[Exercise requirements] Reproduce word for word the lines below, from the line that contains "Mark each instance of the backpack" through the final line, both included.

[Records provided]

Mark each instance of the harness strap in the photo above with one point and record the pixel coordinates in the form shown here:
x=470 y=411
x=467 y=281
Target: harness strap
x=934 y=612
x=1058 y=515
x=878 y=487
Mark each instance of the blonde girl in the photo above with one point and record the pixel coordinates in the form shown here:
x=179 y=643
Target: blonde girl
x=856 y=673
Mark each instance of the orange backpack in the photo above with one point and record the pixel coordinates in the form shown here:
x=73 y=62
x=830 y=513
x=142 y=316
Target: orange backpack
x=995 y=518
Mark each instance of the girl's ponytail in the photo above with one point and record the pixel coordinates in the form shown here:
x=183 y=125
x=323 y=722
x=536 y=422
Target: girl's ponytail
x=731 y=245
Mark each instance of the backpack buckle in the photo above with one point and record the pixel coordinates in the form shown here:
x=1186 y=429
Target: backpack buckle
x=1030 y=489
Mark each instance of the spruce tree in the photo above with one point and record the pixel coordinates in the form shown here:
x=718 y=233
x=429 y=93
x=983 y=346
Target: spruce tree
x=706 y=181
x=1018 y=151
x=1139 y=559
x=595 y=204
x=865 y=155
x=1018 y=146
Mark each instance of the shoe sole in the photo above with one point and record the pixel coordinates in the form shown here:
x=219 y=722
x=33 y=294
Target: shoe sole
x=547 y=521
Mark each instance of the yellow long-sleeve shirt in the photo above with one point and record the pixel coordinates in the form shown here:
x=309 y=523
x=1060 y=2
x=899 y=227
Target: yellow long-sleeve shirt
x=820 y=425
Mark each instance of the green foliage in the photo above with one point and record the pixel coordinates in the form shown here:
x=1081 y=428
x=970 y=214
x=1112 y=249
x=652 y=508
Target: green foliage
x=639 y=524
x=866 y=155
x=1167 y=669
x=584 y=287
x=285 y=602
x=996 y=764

[Full output]
Mark each instance of the backpack buckle in the photo above with one point and record the pixel coordinates in the form shown here:
x=1186 y=429
Target: backpack buckle
x=1030 y=489
Mark each instance of the spruce tree in the photo above with one point and record the pixel coordinates in the form shown here:
x=718 y=233
x=429 y=93
x=983 y=346
Target: spruce tree
x=706 y=181
x=1018 y=151
x=1139 y=559
x=595 y=204
x=865 y=155
x=1018 y=146
Mark each instance of the shoe sole in the photo above with one point and record the pixel coordinates in the form shown here:
x=219 y=722
x=33 y=294
Target: shoe sole
x=547 y=521
Mark each instance of the yellow long-sleeve shirt in the photo above with one point and record the pixel coordinates in the form shown here:
x=309 y=523
x=1060 y=2
x=899 y=227
Target: yellow long-sleeve shirt
x=820 y=425
Mark each instance of the green foliage in the photo above with one point and record the pixel coordinates in the form shown here:
x=1081 y=428
x=970 y=214
x=1112 y=249
x=652 y=508
Target: green foliage
x=639 y=524
x=866 y=155
x=1167 y=669
x=584 y=287
x=285 y=602
x=996 y=764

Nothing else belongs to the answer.